— BEGIN Supplied material —
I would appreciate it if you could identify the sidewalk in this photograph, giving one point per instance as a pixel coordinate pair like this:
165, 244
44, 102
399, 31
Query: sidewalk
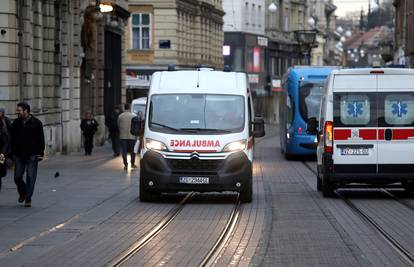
83, 185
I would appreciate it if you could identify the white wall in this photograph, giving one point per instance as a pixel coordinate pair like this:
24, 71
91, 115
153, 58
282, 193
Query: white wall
244, 16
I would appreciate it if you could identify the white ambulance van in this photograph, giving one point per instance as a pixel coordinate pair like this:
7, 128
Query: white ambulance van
366, 129
199, 134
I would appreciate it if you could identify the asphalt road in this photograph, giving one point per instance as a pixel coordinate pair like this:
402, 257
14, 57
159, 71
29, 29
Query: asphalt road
91, 216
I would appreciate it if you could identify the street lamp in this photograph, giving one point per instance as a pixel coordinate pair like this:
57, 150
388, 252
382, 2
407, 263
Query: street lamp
272, 9
306, 40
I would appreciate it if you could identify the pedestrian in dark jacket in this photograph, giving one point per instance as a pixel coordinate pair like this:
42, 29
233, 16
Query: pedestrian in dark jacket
4, 150
89, 127
6, 121
28, 145
112, 124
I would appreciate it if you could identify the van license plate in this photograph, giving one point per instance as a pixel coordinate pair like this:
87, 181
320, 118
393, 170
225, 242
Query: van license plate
354, 151
194, 180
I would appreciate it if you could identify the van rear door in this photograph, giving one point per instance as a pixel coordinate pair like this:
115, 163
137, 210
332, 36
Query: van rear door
355, 124
396, 124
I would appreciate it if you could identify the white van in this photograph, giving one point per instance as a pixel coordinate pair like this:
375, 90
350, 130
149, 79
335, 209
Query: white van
199, 134
138, 105
366, 129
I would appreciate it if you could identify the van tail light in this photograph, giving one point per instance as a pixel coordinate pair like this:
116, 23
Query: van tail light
328, 137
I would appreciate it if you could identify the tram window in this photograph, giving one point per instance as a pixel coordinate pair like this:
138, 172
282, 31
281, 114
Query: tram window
289, 111
309, 99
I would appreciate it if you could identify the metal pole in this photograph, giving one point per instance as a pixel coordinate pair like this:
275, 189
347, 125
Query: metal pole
20, 26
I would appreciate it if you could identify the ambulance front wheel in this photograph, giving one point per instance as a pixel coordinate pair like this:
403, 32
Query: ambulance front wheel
318, 180
328, 188
246, 195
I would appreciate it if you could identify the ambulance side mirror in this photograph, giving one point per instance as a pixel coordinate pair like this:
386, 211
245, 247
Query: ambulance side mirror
258, 127
312, 127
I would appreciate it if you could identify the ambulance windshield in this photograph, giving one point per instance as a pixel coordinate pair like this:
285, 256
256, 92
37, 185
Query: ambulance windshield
310, 95
138, 107
197, 113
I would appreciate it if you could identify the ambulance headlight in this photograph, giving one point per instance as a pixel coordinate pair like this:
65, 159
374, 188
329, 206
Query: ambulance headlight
151, 144
235, 146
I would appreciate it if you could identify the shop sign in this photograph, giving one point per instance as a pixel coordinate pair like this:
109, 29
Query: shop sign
138, 78
262, 41
253, 78
277, 85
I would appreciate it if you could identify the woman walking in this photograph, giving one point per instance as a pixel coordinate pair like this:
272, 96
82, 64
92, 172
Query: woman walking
4, 149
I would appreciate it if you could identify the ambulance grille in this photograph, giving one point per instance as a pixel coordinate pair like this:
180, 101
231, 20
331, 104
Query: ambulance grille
194, 164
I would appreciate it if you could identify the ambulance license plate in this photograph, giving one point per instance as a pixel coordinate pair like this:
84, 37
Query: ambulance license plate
194, 180
348, 151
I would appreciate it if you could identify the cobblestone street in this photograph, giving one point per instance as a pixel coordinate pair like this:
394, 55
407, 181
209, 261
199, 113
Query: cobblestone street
90, 214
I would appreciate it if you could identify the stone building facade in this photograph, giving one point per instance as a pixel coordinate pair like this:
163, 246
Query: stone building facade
41, 59
184, 33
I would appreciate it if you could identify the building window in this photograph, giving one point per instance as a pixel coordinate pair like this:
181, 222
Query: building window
141, 31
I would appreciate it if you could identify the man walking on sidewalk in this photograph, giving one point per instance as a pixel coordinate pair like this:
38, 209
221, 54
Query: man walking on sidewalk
127, 139
112, 124
89, 127
28, 145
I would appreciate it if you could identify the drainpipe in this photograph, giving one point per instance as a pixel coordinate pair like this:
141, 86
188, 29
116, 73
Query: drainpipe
20, 27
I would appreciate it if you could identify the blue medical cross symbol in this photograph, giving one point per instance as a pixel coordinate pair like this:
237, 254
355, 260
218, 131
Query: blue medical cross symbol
399, 109
355, 109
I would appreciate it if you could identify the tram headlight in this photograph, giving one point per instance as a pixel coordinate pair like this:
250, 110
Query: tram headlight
235, 146
151, 144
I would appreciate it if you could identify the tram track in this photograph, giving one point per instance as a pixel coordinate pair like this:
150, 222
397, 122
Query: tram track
212, 255
140, 243
389, 239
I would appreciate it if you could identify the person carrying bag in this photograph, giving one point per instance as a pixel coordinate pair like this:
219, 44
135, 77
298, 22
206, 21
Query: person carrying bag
4, 150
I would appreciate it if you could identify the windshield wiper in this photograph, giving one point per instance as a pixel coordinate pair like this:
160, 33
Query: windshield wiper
165, 126
206, 130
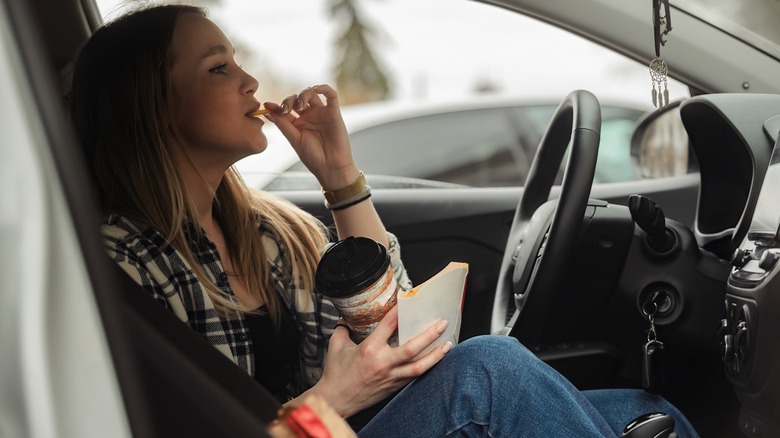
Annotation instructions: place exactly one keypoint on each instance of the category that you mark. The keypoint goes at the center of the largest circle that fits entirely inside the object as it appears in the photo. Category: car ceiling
(698, 54)
(67, 24)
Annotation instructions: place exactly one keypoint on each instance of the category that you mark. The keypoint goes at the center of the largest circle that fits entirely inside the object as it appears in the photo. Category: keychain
(652, 359)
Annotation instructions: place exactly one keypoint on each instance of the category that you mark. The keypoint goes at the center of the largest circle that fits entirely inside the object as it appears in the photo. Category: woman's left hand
(315, 129)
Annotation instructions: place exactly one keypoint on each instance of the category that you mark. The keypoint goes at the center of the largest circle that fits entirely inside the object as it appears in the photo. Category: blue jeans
(493, 386)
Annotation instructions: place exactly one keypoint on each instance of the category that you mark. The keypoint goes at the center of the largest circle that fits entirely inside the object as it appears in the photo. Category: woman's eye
(219, 69)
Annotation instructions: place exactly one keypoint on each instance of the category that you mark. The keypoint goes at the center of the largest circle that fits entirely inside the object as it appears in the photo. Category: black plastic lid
(349, 266)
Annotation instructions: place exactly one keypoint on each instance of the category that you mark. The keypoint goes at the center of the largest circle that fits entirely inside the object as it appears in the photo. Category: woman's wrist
(352, 194)
(337, 180)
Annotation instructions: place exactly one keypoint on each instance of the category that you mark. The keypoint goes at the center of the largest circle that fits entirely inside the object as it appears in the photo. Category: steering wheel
(544, 232)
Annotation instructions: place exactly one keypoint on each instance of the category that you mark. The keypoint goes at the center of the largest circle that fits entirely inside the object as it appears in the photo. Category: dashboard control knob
(740, 258)
(768, 260)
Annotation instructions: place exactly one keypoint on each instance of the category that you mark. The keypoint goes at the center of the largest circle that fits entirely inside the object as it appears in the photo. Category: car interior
(685, 254)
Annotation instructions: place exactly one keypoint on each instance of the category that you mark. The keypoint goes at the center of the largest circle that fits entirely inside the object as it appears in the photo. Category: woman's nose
(250, 84)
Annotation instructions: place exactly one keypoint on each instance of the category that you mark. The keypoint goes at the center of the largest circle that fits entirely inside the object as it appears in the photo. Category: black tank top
(276, 352)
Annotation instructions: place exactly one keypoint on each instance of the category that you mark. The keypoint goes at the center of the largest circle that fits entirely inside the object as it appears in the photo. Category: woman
(163, 112)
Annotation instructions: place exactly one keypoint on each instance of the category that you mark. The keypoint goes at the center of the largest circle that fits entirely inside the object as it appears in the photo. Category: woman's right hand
(357, 376)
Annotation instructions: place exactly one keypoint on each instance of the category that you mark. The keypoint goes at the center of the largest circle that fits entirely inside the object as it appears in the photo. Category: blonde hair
(121, 105)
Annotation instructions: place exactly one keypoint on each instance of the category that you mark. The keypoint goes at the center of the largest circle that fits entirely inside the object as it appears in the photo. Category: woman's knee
(492, 350)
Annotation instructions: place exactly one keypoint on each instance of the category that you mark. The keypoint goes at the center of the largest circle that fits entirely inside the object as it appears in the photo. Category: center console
(750, 328)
— END Supplied material —
> Task brief
Transcribe word for word the lines of the material, starting at the line that contains "Category: center console" and ending at the last line of the material, with both of those lines included.

> Answer in full
Annotation instructions: place exactly one keypoint on each instance of the category that you mark. The keypoint goes at the center of the largest circle that fits entirely inside the object as it appears in the photo. Category: center console
(750, 328)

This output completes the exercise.